Return the lines from the start of the data through the line with "find | tree". Include both of those lines and no others.

Saved data entries
##############################

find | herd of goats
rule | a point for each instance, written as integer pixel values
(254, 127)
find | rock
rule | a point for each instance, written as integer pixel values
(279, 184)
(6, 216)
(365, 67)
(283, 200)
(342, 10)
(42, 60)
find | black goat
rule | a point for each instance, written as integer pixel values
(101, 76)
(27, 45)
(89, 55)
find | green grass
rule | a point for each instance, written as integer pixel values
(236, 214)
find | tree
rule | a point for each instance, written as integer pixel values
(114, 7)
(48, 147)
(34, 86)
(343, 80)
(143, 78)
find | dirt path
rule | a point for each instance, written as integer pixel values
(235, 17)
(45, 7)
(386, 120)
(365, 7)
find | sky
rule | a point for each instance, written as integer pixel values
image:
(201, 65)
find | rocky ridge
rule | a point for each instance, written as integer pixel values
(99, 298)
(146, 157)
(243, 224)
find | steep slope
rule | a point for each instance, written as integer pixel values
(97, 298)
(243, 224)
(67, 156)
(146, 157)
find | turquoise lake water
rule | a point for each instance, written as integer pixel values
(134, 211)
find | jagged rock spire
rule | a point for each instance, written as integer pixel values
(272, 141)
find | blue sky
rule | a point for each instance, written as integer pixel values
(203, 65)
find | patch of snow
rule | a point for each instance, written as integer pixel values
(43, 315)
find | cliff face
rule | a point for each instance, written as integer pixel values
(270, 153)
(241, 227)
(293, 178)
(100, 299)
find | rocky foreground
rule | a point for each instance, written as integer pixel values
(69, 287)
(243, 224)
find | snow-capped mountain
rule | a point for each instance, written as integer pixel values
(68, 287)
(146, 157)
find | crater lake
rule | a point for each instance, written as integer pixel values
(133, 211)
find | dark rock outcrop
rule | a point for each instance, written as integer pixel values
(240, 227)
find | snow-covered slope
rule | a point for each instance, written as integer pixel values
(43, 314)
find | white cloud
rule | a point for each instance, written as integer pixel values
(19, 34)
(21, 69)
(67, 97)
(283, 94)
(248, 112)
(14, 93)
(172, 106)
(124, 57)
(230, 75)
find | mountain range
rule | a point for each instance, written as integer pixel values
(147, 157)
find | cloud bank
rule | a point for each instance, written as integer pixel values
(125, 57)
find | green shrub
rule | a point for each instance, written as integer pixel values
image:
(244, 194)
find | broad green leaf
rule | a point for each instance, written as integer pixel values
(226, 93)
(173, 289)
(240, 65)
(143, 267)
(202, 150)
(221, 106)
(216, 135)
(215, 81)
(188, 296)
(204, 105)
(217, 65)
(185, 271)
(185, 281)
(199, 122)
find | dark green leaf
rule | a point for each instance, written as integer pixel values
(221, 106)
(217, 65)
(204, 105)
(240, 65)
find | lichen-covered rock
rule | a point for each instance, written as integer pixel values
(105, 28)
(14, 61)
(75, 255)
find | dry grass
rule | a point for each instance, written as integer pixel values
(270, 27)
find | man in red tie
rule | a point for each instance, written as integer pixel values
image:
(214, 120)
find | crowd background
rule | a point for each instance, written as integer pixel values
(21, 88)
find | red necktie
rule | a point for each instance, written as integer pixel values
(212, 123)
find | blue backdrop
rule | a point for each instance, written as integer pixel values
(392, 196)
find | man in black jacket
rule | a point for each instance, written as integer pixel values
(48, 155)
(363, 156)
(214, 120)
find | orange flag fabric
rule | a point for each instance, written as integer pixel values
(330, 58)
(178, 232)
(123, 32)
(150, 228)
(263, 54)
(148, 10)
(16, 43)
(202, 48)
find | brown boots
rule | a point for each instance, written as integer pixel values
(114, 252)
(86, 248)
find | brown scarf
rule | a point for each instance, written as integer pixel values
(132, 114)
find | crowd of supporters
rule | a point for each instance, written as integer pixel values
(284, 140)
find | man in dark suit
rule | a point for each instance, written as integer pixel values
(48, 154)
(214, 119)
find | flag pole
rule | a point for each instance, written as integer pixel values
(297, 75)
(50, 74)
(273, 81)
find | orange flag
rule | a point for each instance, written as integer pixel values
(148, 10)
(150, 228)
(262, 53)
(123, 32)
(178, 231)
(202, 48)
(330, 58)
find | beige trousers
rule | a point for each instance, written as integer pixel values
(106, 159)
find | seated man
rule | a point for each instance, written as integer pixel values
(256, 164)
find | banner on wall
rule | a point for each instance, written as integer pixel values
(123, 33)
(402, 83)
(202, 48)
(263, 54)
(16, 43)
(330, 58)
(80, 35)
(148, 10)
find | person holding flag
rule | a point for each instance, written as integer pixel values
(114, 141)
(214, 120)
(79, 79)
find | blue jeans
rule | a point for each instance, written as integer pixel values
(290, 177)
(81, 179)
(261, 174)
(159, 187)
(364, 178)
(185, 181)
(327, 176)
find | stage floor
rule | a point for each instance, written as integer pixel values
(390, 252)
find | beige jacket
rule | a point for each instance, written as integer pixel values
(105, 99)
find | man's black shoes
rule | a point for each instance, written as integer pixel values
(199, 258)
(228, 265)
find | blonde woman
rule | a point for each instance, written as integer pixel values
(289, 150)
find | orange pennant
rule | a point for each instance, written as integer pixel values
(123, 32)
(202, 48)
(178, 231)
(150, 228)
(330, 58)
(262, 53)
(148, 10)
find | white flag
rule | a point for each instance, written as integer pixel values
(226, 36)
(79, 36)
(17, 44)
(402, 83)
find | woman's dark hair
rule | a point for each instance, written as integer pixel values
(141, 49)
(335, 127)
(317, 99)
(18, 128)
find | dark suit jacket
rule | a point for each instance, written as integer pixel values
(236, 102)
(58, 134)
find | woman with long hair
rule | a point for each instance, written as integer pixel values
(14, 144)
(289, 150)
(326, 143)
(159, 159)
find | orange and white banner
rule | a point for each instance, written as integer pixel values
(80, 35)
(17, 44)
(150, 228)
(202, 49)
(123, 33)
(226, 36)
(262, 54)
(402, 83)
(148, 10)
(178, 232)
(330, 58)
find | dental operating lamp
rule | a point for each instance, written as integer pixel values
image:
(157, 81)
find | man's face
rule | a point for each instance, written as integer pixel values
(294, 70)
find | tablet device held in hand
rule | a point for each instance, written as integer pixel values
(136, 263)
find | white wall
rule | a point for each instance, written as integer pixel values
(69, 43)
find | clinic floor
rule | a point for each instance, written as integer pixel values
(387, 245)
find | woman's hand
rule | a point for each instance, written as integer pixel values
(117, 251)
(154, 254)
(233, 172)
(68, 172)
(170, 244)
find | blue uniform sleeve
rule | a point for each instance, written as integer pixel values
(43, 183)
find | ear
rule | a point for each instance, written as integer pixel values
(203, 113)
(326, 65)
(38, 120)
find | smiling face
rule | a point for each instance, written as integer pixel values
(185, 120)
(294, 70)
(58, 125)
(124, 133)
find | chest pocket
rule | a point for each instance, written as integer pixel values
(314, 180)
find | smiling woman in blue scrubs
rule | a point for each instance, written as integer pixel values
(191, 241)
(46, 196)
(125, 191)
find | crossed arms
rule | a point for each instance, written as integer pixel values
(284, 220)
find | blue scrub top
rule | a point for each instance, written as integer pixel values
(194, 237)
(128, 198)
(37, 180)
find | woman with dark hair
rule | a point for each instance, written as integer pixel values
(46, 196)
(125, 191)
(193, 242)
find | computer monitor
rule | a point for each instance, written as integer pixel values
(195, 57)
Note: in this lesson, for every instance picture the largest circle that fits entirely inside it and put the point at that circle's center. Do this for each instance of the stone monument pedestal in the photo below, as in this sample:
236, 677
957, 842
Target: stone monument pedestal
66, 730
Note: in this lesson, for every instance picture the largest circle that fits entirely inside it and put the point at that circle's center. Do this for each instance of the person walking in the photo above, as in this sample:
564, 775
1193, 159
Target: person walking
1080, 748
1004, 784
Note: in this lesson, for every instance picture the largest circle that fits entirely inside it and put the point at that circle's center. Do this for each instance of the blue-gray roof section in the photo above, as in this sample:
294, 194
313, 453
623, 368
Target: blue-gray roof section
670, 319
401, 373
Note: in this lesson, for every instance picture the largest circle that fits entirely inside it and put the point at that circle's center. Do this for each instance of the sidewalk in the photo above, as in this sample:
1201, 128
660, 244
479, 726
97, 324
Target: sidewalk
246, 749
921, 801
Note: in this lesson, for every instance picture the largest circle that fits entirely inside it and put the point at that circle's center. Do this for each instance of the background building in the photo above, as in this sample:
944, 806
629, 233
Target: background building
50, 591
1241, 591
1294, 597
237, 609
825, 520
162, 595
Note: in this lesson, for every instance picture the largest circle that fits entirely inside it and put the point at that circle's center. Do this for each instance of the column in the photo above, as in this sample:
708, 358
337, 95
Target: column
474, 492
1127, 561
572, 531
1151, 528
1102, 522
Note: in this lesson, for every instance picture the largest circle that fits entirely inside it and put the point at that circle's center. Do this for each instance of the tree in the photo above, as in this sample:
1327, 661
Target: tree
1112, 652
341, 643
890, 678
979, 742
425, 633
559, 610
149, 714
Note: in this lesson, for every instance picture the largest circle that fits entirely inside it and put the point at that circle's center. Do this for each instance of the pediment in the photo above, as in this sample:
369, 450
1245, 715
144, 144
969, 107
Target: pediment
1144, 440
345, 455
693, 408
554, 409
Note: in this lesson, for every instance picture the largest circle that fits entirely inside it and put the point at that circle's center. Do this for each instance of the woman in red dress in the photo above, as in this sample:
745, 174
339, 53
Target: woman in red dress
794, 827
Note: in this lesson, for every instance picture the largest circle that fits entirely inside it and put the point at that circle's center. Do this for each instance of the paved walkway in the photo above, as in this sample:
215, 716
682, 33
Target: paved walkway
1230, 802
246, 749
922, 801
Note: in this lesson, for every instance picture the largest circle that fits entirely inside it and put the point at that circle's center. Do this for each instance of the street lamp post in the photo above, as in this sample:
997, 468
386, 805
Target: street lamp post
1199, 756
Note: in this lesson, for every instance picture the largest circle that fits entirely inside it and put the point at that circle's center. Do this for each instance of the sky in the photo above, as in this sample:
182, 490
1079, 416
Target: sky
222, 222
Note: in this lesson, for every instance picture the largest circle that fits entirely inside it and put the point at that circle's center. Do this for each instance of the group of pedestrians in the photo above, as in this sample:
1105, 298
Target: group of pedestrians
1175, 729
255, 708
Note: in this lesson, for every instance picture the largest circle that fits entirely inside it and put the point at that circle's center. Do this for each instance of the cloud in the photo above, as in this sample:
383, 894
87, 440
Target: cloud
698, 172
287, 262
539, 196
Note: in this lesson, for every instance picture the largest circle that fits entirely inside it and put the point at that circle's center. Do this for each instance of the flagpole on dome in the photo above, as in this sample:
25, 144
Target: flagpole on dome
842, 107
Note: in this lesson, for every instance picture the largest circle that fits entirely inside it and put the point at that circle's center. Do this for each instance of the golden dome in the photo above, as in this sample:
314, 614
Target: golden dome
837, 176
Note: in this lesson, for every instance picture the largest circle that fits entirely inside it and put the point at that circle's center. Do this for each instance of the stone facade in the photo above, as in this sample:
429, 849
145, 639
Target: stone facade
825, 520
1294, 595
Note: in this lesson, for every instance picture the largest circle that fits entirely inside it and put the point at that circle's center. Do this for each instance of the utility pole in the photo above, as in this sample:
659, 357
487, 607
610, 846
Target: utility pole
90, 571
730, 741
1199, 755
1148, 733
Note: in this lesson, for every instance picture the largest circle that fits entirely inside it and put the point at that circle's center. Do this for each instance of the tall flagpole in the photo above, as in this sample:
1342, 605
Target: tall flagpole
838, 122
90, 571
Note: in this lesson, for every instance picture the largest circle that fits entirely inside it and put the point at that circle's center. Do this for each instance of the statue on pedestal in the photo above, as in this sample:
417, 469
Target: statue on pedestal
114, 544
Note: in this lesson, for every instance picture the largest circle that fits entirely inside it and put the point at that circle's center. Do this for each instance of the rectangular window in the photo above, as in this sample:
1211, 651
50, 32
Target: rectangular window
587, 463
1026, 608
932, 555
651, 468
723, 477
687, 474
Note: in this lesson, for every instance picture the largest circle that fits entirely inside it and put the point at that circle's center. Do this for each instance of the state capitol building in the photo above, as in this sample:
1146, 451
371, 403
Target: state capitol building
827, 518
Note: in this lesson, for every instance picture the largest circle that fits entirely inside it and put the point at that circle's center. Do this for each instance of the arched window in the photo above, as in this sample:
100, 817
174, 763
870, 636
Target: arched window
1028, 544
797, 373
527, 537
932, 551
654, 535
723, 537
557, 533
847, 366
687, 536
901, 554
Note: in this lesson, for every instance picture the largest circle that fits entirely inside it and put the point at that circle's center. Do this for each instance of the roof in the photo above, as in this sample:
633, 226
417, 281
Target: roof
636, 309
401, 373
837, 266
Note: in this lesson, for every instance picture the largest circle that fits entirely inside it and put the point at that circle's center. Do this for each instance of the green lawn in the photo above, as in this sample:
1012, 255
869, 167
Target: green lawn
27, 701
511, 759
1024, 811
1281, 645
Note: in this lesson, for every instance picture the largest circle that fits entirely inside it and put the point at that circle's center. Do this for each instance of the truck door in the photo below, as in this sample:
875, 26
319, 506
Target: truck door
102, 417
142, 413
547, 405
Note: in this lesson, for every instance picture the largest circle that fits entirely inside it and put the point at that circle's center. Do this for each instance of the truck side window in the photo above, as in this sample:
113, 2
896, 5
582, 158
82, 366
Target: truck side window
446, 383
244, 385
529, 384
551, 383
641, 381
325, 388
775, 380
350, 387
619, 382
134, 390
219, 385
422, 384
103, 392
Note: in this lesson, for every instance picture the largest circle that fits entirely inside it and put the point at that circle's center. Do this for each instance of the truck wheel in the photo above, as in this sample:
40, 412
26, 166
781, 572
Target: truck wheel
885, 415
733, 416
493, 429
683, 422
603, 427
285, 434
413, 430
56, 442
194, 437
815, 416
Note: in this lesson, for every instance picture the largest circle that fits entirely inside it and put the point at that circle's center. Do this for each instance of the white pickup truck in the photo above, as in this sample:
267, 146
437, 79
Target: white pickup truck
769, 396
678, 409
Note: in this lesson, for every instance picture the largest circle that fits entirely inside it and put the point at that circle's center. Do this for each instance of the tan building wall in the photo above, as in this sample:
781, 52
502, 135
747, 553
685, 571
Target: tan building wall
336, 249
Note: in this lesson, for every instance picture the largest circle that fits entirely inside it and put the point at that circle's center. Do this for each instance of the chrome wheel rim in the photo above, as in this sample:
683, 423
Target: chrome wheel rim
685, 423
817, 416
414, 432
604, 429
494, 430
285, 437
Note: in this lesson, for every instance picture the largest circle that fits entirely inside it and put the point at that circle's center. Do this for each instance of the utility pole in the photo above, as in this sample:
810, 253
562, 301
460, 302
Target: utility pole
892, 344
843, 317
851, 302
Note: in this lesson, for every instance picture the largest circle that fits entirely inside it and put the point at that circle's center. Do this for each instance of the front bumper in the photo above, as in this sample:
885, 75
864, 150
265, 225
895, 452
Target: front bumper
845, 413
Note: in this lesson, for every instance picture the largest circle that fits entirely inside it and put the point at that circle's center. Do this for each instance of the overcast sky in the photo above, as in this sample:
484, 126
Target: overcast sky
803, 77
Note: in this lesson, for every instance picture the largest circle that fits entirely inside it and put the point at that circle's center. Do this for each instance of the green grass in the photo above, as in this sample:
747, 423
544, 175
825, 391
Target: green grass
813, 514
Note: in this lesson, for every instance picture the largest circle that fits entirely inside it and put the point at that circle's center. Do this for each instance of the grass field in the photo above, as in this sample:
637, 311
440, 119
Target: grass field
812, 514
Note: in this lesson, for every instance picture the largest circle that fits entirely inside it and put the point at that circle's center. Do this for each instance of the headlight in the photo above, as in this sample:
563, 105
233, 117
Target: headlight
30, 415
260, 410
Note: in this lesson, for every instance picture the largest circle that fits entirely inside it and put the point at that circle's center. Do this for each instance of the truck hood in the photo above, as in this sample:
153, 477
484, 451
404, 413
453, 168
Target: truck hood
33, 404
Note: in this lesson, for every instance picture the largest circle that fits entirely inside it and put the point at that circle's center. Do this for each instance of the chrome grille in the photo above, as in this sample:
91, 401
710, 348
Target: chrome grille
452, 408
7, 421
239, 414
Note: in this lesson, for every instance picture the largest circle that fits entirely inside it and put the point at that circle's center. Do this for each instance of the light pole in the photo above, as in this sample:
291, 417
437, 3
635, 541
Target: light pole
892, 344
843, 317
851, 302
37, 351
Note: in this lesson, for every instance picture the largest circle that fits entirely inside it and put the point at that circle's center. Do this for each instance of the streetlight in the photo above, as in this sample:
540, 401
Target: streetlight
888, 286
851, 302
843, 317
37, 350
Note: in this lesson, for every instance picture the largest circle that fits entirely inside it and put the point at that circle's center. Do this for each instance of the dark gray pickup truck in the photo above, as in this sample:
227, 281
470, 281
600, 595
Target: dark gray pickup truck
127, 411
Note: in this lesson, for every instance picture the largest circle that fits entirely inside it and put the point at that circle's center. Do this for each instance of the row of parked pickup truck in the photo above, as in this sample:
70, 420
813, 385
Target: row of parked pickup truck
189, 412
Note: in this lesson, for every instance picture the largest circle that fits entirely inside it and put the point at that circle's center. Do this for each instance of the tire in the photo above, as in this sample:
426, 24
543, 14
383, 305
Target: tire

##############################

Answer to this task
find | herd of goats
rule | a point for each instance, written as integer pixel values
(254, 127)
find | rock
rule | a point for each instance, written as integer pixel values
(279, 184)
(6, 216)
(365, 67)
(283, 200)
(342, 10)
(42, 60)
find | black goat
rule | a point for each instance, written as integer pixel values
(101, 76)
(27, 45)
(89, 55)
find | green grass
rule | a point for each instance, written as integer pixel values
(236, 214)
find | tree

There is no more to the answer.